──────── Source data ────────
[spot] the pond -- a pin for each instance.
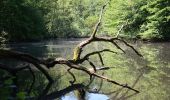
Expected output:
(150, 75)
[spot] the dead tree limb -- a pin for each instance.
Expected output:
(77, 60)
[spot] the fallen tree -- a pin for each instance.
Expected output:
(74, 63)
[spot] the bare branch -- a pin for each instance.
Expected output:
(74, 78)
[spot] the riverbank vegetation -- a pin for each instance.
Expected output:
(24, 20)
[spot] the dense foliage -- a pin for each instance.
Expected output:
(38, 19)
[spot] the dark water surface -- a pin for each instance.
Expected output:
(150, 74)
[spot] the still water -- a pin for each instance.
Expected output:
(150, 74)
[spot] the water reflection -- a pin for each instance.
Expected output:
(150, 75)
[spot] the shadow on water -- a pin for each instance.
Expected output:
(150, 75)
────────
> [Brief]:
Each entry above must be printed exactly, apart from its pictures.

> [Solved exercise]:
[spot] the pond -- a pin for each instance.
Expected output:
(150, 75)
[spot] the dead tree limb -- a pin for each instance.
Expected output:
(77, 60)
[spot] the fallen tree -- a pin for each instance.
Expected output:
(74, 63)
[spot] the bare branch -- a pin for each instance.
Expected output:
(74, 78)
[spot] the riverbank vegetation -- a pin for each instance.
Expected output:
(24, 20)
[spot] the dense foliage -- a pin for each instance.
Expected output:
(38, 19)
[spot] the dark water surface -- a pin for each instance.
Expected output:
(150, 74)
[spot] the still water -- a pin for each instance.
Expected output:
(150, 74)
[spot] the water reflection -- a pin for each instance.
Expected output:
(150, 75)
[spot] the shadow on water -- a pin for each instance.
Expected output:
(150, 75)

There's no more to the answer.